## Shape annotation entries
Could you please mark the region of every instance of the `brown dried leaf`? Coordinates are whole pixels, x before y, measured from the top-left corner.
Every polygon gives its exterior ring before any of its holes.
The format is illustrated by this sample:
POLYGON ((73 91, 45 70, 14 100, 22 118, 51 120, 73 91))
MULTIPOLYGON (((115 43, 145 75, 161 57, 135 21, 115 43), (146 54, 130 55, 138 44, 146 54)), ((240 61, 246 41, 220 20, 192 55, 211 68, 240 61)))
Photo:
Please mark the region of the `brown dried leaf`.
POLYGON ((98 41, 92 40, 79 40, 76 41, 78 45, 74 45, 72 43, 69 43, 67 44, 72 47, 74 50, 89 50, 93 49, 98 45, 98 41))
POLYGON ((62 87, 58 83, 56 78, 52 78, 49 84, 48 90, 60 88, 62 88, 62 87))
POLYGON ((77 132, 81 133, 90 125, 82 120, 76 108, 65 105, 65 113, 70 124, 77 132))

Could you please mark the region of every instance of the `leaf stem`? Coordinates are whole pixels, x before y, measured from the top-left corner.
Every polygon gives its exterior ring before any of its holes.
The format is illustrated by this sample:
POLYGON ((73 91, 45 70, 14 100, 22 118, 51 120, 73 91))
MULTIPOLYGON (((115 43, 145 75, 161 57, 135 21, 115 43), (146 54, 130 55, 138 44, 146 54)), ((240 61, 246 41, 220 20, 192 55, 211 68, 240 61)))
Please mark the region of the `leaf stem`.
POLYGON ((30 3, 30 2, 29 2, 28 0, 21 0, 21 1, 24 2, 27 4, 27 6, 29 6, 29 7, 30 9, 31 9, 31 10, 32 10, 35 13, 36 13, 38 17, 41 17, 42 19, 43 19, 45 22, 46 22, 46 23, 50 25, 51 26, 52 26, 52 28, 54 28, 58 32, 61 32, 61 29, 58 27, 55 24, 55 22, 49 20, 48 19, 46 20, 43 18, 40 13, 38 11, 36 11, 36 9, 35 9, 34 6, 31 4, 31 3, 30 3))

## Objective
Each line of the material should be echoed exactly.

## Full output
Could you please mark the region of every instance of the `brown dried leaf`? Coordinates are whole pixels, x before y, measured from the top-left corner.
Every polygon gives its exterior ring before any of its holes.
The format is illustrated by this sample:
POLYGON ((73 91, 45 70, 14 100, 22 118, 51 120, 73 91))
MULTIPOLYGON (((115 43, 145 75, 161 57, 135 21, 115 43), (146 54, 130 55, 138 44, 146 54)), ((240 61, 246 41, 220 20, 192 55, 211 68, 240 61)))
Photo:
Please mark the region of the `brown dried leaf`.
POLYGON ((98 41, 92 40, 79 40, 76 41, 78 45, 74 45, 72 43, 69 43, 67 44, 72 47, 74 50, 89 50, 93 49, 98 45, 98 41))
POLYGON ((62 87, 58 83, 56 78, 52 78, 49 84, 48 90, 60 88, 62 88, 62 87))
POLYGON ((77 132, 81 133, 90 125, 82 120, 76 108, 65 105, 65 113, 70 124, 77 132))

Could you please mark the region of every instance of the `leaf stem`? Coordinates are whole pixels, x before y, measured from the top-left corner.
Every polygon gives its exterior ring before any of its holes.
The format is illustrated by this sample:
POLYGON ((73 91, 45 70, 14 100, 22 118, 51 120, 73 91))
MULTIPOLYGON (((115 43, 145 75, 161 57, 135 21, 115 43), (146 54, 130 55, 138 44, 146 54)), ((240 61, 246 41, 220 20, 192 55, 211 68, 240 61)))
Please mark the region of the `leaf stem`.
POLYGON ((30 3, 30 2, 29 2, 28 0, 21 0, 21 1, 24 2, 27 4, 27 6, 29 6, 29 7, 30 9, 31 9, 31 10, 32 10, 35 13, 36 13, 38 17, 41 17, 42 19, 43 19, 45 22, 46 22, 46 23, 50 25, 51 26, 52 26, 52 28, 54 28, 58 32, 61 32, 61 29, 58 27, 55 24, 55 22, 49 20, 48 19, 46 20, 43 18, 40 13, 38 11, 36 11, 36 9, 35 9, 34 6, 31 4, 31 3, 30 3))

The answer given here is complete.